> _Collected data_
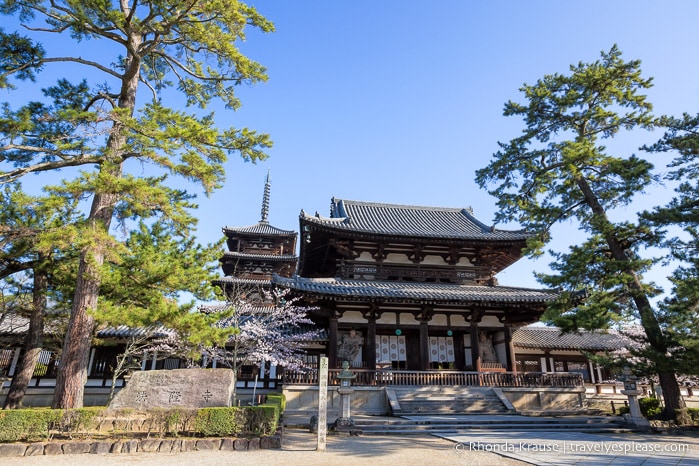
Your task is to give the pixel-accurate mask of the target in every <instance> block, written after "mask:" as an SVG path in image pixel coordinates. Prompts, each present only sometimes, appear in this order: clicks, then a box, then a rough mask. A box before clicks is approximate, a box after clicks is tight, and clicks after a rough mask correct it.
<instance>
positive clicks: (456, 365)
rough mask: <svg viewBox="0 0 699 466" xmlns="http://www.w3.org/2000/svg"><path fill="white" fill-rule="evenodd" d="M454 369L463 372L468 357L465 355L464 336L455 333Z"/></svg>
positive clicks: (462, 333) (454, 343)
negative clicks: (464, 353)
mask: <svg viewBox="0 0 699 466" xmlns="http://www.w3.org/2000/svg"><path fill="white" fill-rule="evenodd" d="M454 367H455V368H456V370H459V371H462V370H464V368H465V367H466V355H465V354H464V334H463V332H456V333H454Z"/></svg>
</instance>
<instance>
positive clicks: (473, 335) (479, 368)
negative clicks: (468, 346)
mask: <svg viewBox="0 0 699 466" xmlns="http://www.w3.org/2000/svg"><path fill="white" fill-rule="evenodd" d="M471 360H472V362H473V370H474V371H476V372H480V371H481V349H480V345H479V342H478V322H475V321H471Z"/></svg>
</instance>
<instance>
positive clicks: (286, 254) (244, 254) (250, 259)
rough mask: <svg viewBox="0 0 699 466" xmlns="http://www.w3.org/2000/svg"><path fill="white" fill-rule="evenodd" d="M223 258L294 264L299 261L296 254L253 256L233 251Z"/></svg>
mask: <svg viewBox="0 0 699 466" xmlns="http://www.w3.org/2000/svg"><path fill="white" fill-rule="evenodd" d="M223 257H230V258H232V259H247V260H254V261H267V262H293V261H295V260H297V259H298V257H297V256H296V254H251V253H243V252H233V251H226V252H224V253H223Z"/></svg>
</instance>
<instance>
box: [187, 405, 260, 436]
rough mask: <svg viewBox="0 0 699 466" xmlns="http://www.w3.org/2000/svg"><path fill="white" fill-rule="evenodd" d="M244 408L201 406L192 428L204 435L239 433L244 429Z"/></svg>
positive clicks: (205, 435) (208, 435) (244, 423)
mask: <svg viewBox="0 0 699 466" xmlns="http://www.w3.org/2000/svg"><path fill="white" fill-rule="evenodd" d="M246 409H248V408H202V409H200V410H199V412H198V413H197V417H196V419H195V421H194V430H195V432H197V433H198V434H200V435H203V436H205V437H223V436H235V435H239V434H241V433H243V431H244V426H245V420H244V416H245V413H244V410H246Z"/></svg>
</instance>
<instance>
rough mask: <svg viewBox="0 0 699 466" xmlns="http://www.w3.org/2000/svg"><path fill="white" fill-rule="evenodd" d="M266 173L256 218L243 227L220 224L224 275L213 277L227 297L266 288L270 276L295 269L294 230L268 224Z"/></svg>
mask: <svg viewBox="0 0 699 466" xmlns="http://www.w3.org/2000/svg"><path fill="white" fill-rule="evenodd" d="M269 192H270V177H269V173H268V174H267V178H266V180H265V190H264V195H263V199H262V212H261V218H260V221H259V222H257V223H256V224H254V225H250V226H246V227H228V226H226V227H224V228H223V234H224V235H225V236H226V246H227V247H228V251H226V252H225V253H224V254H223V257H222V258H221V259H220V262H221V269H222V271H223V274H224V277H223V278H221V279H220V280H216V281H214V285H216V286H219V287H220V288H221V289H222V290H223V292H224V294H225V295H226V296H227V297H228V298H229V300H236V298H238V296H234V295H236V294H238V293H242V292H244V290H255V289H268V288H269V287H270V286H271V279H272V276H274V275H277V276H280V277H291V276H292V275H293V274H294V273H295V271H296V264H297V262H298V257H297V256H296V237H297V233H296V232H295V231H292V230H283V229H281V228H276V227H274V226H272V225H270V224H269V221H268V214H269Z"/></svg>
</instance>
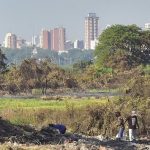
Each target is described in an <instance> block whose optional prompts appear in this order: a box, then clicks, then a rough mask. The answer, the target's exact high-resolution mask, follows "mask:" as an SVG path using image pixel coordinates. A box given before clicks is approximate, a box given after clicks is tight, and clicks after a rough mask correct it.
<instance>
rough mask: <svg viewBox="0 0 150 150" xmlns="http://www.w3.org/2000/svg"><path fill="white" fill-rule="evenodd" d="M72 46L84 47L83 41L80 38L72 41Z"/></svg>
mask: <svg viewBox="0 0 150 150" xmlns="http://www.w3.org/2000/svg"><path fill="white" fill-rule="evenodd" d="M74 48H77V49H83V48H84V42H83V41H82V40H76V41H74Z"/></svg>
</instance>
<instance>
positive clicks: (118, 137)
mask: <svg viewBox="0 0 150 150" xmlns="http://www.w3.org/2000/svg"><path fill="white" fill-rule="evenodd" d="M115 115H116V117H117V122H118V124H117V126H118V127H119V131H118V134H117V135H116V138H117V139H118V140H121V139H122V138H123V133H124V129H125V126H124V119H123V118H122V117H121V113H120V112H115Z"/></svg>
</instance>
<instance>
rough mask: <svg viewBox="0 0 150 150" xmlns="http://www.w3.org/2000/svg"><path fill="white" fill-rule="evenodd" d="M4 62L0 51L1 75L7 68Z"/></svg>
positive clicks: (6, 66)
mask: <svg viewBox="0 0 150 150" xmlns="http://www.w3.org/2000/svg"><path fill="white" fill-rule="evenodd" d="M6 60H7V58H6V56H5V54H3V52H2V50H1V49H0V73H2V72H3V71H4V70H5V69H6V67H7V64H6V62H5V61H6Z"/></svg>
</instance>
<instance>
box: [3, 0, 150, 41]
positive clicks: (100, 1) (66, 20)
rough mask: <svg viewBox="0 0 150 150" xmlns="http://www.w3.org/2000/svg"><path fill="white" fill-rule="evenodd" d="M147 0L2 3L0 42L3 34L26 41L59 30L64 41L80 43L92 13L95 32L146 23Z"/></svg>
mask: <svg viewBox="0 0 150 150" xmlns="http://www.w3.org/2000/svg"><path fill="white" fill-rule="evenodd" d="M149 6H150V1H149V0H144V1H142V0H132V1H131V0H126V1H123V0H113V1H111V0H81V1H75V0H61V1H60V0H55V1H53V0H42V1H39V0H38V1H37V0H25V1H23V0H22V1H20V0H5V1H1V5H0V18H1V24H0V42H2V41H3V40H4V37H5V34H6V33H7V32H13V33H15V34H16V35H18V36H21V37H23V38H24V39H26V40H31V37H32V35H33V34H39V33H40V31H41V29H42V28H49V29H51V28H54V27H58V26H62V27H65V28H66V39H71V40H76V39H84V18H85V17H86V16H87V14H88V13H90V12H94V13H96V14H97V16H98V17H99V32H102V30H103V29H104V28H105V27H106V26H107V25H108V24H110V25H112V24H137V25H138V26H140V27H144V24H145V23H147V22H150V17H149V14H150V9H149Z"/></svg>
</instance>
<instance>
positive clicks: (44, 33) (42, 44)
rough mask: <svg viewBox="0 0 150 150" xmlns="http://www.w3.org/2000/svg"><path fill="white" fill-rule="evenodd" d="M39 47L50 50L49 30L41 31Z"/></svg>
mask: <svg viewBox="0 0 150 150" xmlns="http://www.w3.org/2000/svg"><path fill="white" fill-rule="evenodd" d="M40 47H41V48H43V49H51V33H50V31H49V30H45V29H42V31H41V36H40Z"/></svg>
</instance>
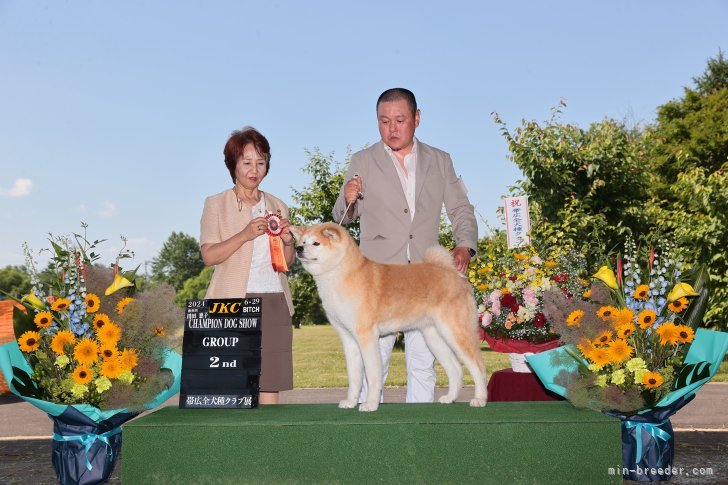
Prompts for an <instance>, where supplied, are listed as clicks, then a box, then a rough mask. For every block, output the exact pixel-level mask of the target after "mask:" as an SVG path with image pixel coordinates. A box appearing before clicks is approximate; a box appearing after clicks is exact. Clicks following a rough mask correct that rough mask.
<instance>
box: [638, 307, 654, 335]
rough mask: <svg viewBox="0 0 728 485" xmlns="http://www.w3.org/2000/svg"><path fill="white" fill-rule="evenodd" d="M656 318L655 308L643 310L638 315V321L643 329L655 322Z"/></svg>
mask: <svg viewBox="0 0 728 485" xmlns="http://www.w3.org/2000/svg"><path fill="white" fill-rule="evenodd" d="M656 318H657V314H656V313H655V311H654V310H642V311H641V312H640V313H639V315H637V323H639V324H640V328H641V329H643V330H645V329H648V328H650V327H652V325H654V324H655V319H656Z"/></svg>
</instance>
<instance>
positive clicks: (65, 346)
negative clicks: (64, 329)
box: [51, 330, 76, 355]
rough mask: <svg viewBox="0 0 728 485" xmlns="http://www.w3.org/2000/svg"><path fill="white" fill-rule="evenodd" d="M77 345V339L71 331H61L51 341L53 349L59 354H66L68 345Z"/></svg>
mask: <svg viewBox="0 0 728 485" xmlns="http://www.w3.org/2000/svg"><path fill="white" fill-rule="evenodd" d="M75 343H76V337H75V336H74V335H73V332H71V331H70V330H61V331H60V332H58V333H57V334H56V335H55V336H54V337H53V340H51V349H52V350H53V352H55V353H57V354H59V355H60V354H65V353H66V345H69V344H70V345H73V344H75Z"/></svg>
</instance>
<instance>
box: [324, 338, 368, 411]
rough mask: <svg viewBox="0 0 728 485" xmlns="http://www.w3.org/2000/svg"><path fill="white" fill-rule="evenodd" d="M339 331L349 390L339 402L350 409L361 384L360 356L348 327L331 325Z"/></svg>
mask: <svg viewBox="0 0 728 485" xmlns="http://www.w3.org/2000/svg"><path fill="white" fill-rule="evenodd" d="M332 326H333V327H334V328H335V329H336V331H337V332H338V333H339V337H340V338H341V344H342V345H343V347H344V357H345V358H346V375H347V376H348V378H349V390H348V391H347V394H346V399H344V400H343V401H340V402H339V407H340V408H342V409H351V408H353V407H355V406H356V404H357V402H358V401H359V393H361V386H362V375H363V368H362V358H361V352H360V351H359V344H357V342H356V339H355V338H354V336H353V335H352V334H351V333H350V332H349V330H348V329H346V328H342V327H341V326H340V325H332Z"/></svg>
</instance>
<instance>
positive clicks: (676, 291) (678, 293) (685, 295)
mask: <svg viewBox="0 0 728 485" xmlns="http://www.w3.org/2000/svg"><path fill="white" fill-rule="evenodd" d="M684 296H698V293H697V292H696V291H695V289H694V288H693V287H692V286H690V285H689V284H687V283H678V284H676V285H675V286H674V287H673V288H672V290H670V293H668V294H667V301H668V302H672V301H675V300H677V299H679V298H682V297H684Z"/></svg>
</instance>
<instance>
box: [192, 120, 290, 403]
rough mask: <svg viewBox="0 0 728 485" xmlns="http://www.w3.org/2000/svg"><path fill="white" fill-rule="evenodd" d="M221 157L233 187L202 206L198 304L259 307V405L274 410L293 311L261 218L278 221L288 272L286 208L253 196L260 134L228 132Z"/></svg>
mask: <svg viewBox="0 0 728 485" xmlns="http://www.w3.org/2000/svg"><path fill="white" fill-rule="evenodd" d="M223 153H224V155H225V166H226V167H227V169H228V171H229V172H230V177H231V178H232V180H233V184H234V185H233V187H232V188H231V189H227V190H225V191H223V192H221V193H219V194H217V195H213V196H210V197H208V198H207V199H206V200H205V208H204V210H203V212H202V219H201V221H200V250H201V252H202V259H203V261H204V262H205V264H206V265H208V266H210V265H214V266H215V272H214V274H213V276H212V281H210V286H209V287H208V289H207V294H206V295H205V298H243V297H249V298H251V297H259V298H261V299H262V302H263V304H262V307H263V315H262V318H261V327H262V328H261V331H262V342H261V371H260V398H259V402H260V404H276V403H278V392H279V391H284V390H288V389H293V359H292V353H291V348H292V341H293V330H292V325H291V315H293V303H292V301H291V292H290V289H289V287H288V280H287V278H286V273H285V272H284V271H285V270H282V269H281V267H280V264H279V267H278V268H277V269H274V266H273V264H272V260H271V246H270V236H269V235H268V232H269V229H268V228H269V225H268V219H267V218H266V216H269V217H270V216H271V215H277V216H278V217H277V218H276V217H274V218H273V220H276V219H278V220H279V221H280V224H279V225H280V228H279V229H280V230H281V232H280V239H281V242H282V243H283V244H282V249H283V257H284V259H285V261H286V264H287V265H288V266H290V265H291V264H293V262H294V261H295V258H296V256H295V251H294V247H293V237H292V235H291V233H290V232H289V229H288V228H289V223H288V207H287V206H286V205H285V204H284V203H283V202H282V201H281V200H279V199H277V198H276V197H273V196H272V195H270V194H268V193H265V192H263V191H262V190H260V188H259V186H260V183H261V182H262V181H263V179H264V178H265V177H266V176H267V175H268V172H269V170H270V145H269V144H268V140H266V138H265V137H264V136H263V135H262V134H260V133H259V132H258V131H257V130H255V129H254V128H251V127H246V128H243V129H242V130H240V131H235V132H233V133H232V135H231V136H230V138H229V139H228V141H227V143H226V144H225V149H224V151H223ZM276 222H277V221H276ZM273 228H275V224H273ZM279 263H280V261H279Z"/></svg>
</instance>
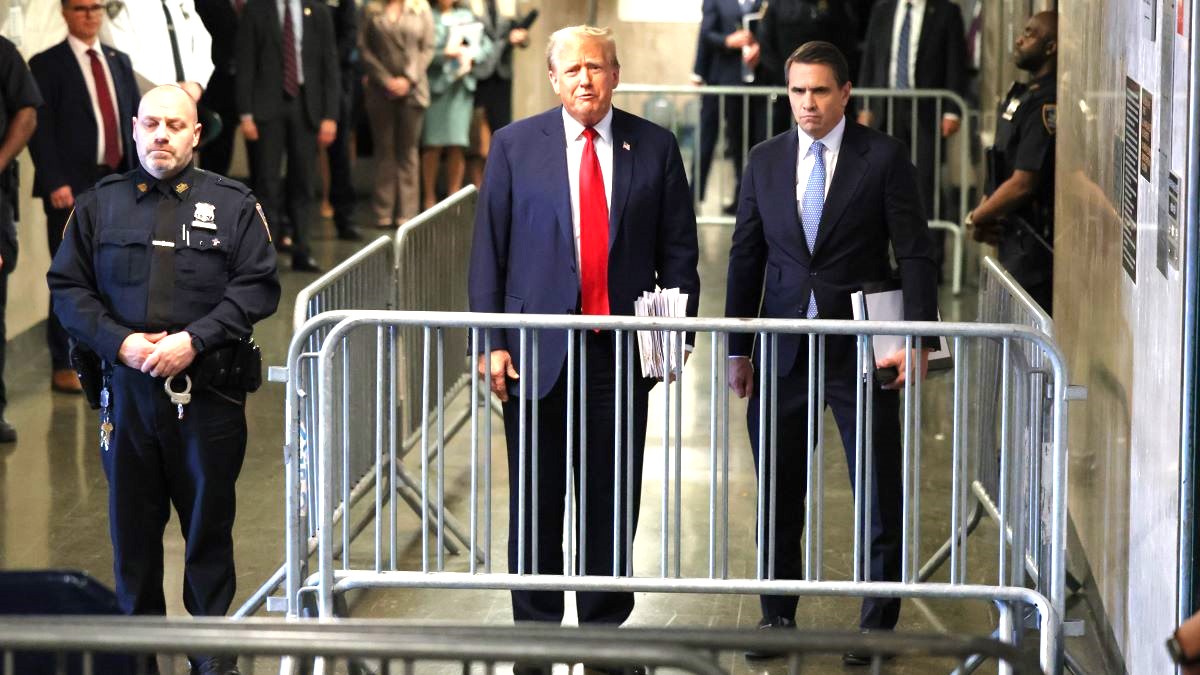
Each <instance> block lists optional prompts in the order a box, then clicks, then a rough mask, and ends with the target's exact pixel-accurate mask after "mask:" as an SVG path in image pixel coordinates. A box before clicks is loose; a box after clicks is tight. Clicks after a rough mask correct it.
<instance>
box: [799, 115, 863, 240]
mask: <svg viewBox="0 0 1200 675" xmlns="http://www.w3.org/2000/svg"><path fill="white" fill-rule="evenodd" d="M865 153H866V148H865V145H863V144H862V143H859V127H858V126H857V125H856V124H854V123H852V121H850V120H846V132H845V136H842V138H841V149H840V150H839V151H838V165H836V166H835V167H834V173H833V183H832V184H829V193H828V195H826V203H824V209H823V210H822V211H821V228H820V229H817V240H816V244H814V245H812V255H814V256H816V253H817V252H818V251H820V250H821V245H822V244H824V243H826V241H828V240H829V233H830V232H833V229H834V228H836V227H838V223H839V222H841V216H842V214H844V213H846V208H847V207H848V205H850V203H851V202H852V201H853V199H854V195H856V193H857V192H858V184H859V183H862V180H863V175H864V174H865V173H866V166H868V162H866V159H865V157H864V156H863V155H864V154H865Z"/></svg>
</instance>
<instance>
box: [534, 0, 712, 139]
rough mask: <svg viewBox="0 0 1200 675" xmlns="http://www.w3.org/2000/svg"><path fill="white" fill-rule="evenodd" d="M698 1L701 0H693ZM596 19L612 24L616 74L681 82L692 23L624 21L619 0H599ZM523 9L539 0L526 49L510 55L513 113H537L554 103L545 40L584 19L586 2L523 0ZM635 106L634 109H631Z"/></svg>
mask: <svg viewBox="0 0 1200 675" xmlns="http://www.w3.org/2000/svg"><path fill="white" fill-rule="evenodd" d="M646 1H652V0H646ZM696 1H697V4H698V2H700V0H696ZM596 5H598V6H596V23H598V24H599V25H602V26H608V28H611V29H612V30H613V34H614V35H616V38H617V53H618V55H619V56H620V66H622V67H620V80H622V82H626V83H630V84H686V83H688V78H689V76H690V74H691V65H692V59H694V56H695V54H696V36H697V34H698V31H700V26H698V25H697V24H695V23H623V22H620V20H619V17H618V12H617V6H618V0H599V2H598V4H596ZM520 6H521V7H522V11H524V10H526V8H527V7H532V6H538V11H539V12H540V14H539V17H538V23H535V24H534V25H533V29H532V30H530V36H529V40H530V44H529V48H528V49H521V50H518V52H517V53H516V55H515V56H514V74H512V83H514V94H512V108H514V119H521V118H524V117H529V115H532V114H535V113H540V112H542V110H545V109H547V108H550V107H553V106H556V104H558V97H557V96H556V95H554V91H553V90H552V89H551V88H550V82H548V79H547V77H546V41H547V40H548V38H550V34H551V32H553V31H556V30H558V29H559V28H563V26H568V25H576V24H582V23H587V20H588V2H584V1H582V0H570V1H552V2H546V1H542V2H533V1H530V0H522V1H521V2H520ZM635 112H636V110H635Z"/></svg>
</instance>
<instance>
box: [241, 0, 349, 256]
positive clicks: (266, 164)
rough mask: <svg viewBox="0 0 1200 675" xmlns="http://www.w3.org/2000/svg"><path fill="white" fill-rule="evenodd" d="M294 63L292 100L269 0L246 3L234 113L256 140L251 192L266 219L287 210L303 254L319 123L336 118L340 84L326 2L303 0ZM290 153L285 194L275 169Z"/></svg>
mask: <svg viewBox="0 0 1200 675" xmlns="http://www.w3.org/2000/svg"><path fill="white" fill-rule="evenodd" d="M300 5H301V17H293V20H294V22H299V20H300V19H301V18H302V20H304V24H302V28H301V31H300V32H301V35H300V62H299V64H298V66H299V70H300V72H301V73H302V77H304V85H302V86H301V88H300V94H299V96H296V97H295V98H289V97H288V96H287V95H286V94H284V92H283V47H282V44H283V36H282V29H281V19H280V12H278V10H277V7H276V2H275V0H248V1H247V2H246V6H245V7H244V8H242V11H241V20H240V22H239V24H238V43H236V65H238V77H236V84H238V112H239V114H240V115H246V114H248V115H252V117H253V119H254V124H256V125H257V126H258V144H257V147H256V150H254V156H253V157H252V159H251V161H252V162H253V165H254V167H256V168H254V171H253V173H254V178H256V180H257V181H258V183H259V185H256V186H254V189H256V192H257V193H258V196H259V197H260V198H262V201H263V207H264V208H265V209H266V211H268V217H269V219H270V220H271V221H272V222H281V221H282V219H281V216H282V211H284V210H286V211H287V214H288V219H289V220H290V222H292V227H293V228H294V229H295V234H294V244H293V246H294V249H293V253H294V256H296V257H298V258H300V257H307V255H308V241H307V240H308V226H310V222H308V221H310V215H311V210H312V202H313V198H314V196H316V172H314V171H313V169H314V159H316V155H317V130H318V129H319V126H320V123H322V120H336V119H337V113H338V100H340V97H341V92H342V91H341V82H340V77H338V72H337V70H338V66H337V50H336V48H337V43H336V41H335V38H334V24H332V20H331V19H330V16H329V10H328V8H326V7H325V4H324V2H318V1H313V0H301V2H300ZM284 149H286V151H287V157H288V177H287V195H286V197H284V193H283V180H282V177H281V171H282V167H283V154H284Z"/></svg>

> _Exercise prompt_
Go through the entries above and pull out each line with "accurate" in it.

> _Written reply_
Your task is to give the pixel-accurate mask of the target in every <instance> block, written after "mask:" as an SVG path in image pixel coordinates. Prompts, each present only sometimes, appear in this order: clicks, then a box, then a rough mask. A box before clicks is approximate, a box after clicks is tight, and clicks after a rough mask correct it.
Each <instance> block lists optional prompts in the order a box, then clicks, then a rough mask, and ends with the target's exact pixel-accurate mask after "mask:" as an SVG path in image pixel coordinates. A box before clicks is loose; a box after clicks is tight. Clicks after a rough mask correct it.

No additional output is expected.